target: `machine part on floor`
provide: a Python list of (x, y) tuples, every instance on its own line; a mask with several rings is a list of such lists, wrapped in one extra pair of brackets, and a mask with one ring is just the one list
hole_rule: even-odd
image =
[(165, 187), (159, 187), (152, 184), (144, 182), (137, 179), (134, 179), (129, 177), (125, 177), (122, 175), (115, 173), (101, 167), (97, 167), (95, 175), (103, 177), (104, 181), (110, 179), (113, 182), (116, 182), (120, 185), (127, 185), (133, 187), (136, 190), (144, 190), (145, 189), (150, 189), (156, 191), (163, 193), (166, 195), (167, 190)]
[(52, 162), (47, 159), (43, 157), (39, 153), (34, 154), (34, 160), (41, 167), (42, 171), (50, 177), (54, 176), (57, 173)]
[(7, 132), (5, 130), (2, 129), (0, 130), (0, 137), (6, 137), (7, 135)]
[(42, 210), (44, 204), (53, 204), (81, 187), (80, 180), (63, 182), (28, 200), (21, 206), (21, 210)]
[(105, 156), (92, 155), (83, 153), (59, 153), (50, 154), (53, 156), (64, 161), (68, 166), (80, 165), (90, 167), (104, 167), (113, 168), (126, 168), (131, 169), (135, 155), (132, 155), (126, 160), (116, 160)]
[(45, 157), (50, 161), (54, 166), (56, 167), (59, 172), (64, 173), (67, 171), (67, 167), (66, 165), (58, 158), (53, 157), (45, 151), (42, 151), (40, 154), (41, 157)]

———

**WHAT YOU ARE ASKED TO DO**
Please write out the listing above again, swapping "even-odd" for "nonzero" and leaving everything else unchanged.

**EXPECTED ANSWER**
target: `machine part on floor`
provide: a Python list of (x, y) tuples, every instance on its own line; a mask with several rings is a list of such lists, wrapped in one extra pair of brackets, and a mask with one ring is just the one list
hole_rule: nonzero
image =
[(165, 187), (159, 187), (152, 184), (144, 182), (137, 179), (134, 179), (129, 177), (125, 177), (122, 175), (115, 173), (101, 167), (97, 167), (95, 175), (103, 177), (104, 181), (110, 179), (113, 182), (116, 182), (120, 185), (127, 185), (133, 187), (136, 190), (144, 190), (145, 189), (150, 189), (156, 191), (163, 193), (166, 195), (167, 190)]
[(52, 162), (47, 159), (43, 157), (39, 153), (34, 154), (34, 160), (41, 167), (42, 171), (50, 177), (54, 176), (57, 173)]
[(7, 132), (5, 130), (2, 129), (0, 130), (0, 137), (6, 137), (7, 135)]
[(42, 210), (44, 204), (53, 204), (81, 187), (80, 180), (63, 182), (28, 200), (21, 206), (21, 210)]
[(105, 156), (92, 155), (83, 153), (59, 153), (50, 154), (53, 156), (64, 161), (68, 166), (80, 165), (90, 167), (104, 167), (113, 168), (126, 168), (131, 169), (135, 155), (132, 155), (126, 160), (116, 160)]
[(45, 157), (50, 161), (54, 166), (56, 167), (59, 172), (64, 173), (67, 171), (67, 167), (66, 165), (58, 158), (53, 157), (45, 151), (42, 151), (40, 154), (41, 157)]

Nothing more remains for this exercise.